[Records excerpted from a collection]
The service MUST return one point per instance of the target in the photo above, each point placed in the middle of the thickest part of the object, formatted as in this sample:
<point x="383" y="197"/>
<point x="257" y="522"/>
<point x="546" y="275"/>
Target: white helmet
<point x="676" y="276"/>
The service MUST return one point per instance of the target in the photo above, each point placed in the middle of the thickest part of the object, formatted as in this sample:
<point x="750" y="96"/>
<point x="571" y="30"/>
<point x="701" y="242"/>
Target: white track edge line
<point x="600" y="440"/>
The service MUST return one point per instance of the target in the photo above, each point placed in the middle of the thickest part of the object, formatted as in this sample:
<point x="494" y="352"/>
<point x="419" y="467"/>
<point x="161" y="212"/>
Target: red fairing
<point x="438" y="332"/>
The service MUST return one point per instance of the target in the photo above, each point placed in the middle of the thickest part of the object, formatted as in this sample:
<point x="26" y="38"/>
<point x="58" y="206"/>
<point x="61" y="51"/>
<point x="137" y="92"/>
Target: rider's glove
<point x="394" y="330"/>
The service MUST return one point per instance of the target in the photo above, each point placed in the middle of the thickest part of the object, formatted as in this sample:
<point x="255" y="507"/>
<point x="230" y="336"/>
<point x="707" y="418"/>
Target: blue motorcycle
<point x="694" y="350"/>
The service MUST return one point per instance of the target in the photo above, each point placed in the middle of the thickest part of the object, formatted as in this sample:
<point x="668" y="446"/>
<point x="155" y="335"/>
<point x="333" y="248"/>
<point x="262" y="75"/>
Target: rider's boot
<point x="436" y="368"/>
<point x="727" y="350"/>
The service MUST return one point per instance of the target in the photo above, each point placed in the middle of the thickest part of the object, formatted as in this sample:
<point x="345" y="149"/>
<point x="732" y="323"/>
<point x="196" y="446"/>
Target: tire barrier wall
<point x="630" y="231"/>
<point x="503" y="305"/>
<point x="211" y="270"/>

> **PROBLEM**:
Every entry above needs to be copied exactly.

> **ANSWER BOX**:
The service MUST return one point per instance of the target in the photo above, each point placed in the middle of the thickest part of the object, formatted as in this sample:
<point x="383" y="197"/>
<point x="257" y="522"/>
<point x="546" y="275"/>
Target: white helmet
<point x="676" y="276"/>
The service MUST return one point per instance of the target in the photo above, each point placed in the middle of the thickest part of the object, formatted as in this sample:
<point x="750" y="96"/>
<point x="571" y="30"/>
<point x="701" y="242"/>
Target: white track edge line
<point x="600" y="440"/>
The service MUST return one point per instance of the target in the photo above, each point placed in the middle of the thickest part of the object, formatted as in this sample:
<point x="494" y="352"/>
<point x="419" y="467"/>
<point x="161" y="212"/>
Target: red fairing
<point x="438" y="332"/>
The service MUST return one point per instance of the target in the photo above, each point placed in the middle of the thickest part of the object, formatted as in this sample:
<point x="26" y="38"/>
<point x="58" y="206"/>
<point x="61" y="51"/>
<point x="137" y="92"/>
Target: rider's glove
<point x="394" y="330"/>
The service MUST return one point per instance of the target in the photo above, each point placed in the middle of the thickest part of the object, formatted as in this sample:
<point x="255" y="507"/>
<point x="230" y="336"/>
<point x="707" y="418"/>
Target: blue motorcycle
<point x="694" y="350"/>
The service MUST return one point per instance of the target in the photo above, each point placed in the middle of the thickest part of the object, formatted as in this sample:
<point x="668" y="446"/>
<point x="155" y="335"/>
<point x="333" y="248"/>
<point x="262" y="75"/>
Target: rider's boot
<point x="436" y="368"/>
<point x="727" y="350"/>
The service MUST return one point per instance of the target in the photo above, each point placed in the middle of the thickest part of the object, formatted as in this sample:
<point x="345" y="149"/>
<point x="732" y="323"/>
<point x="196" y="446"/>
Target: tire barrier wall
<point x="630" y="231"/>
<point x="503" y="305"/>
<point x="211" y="270"/>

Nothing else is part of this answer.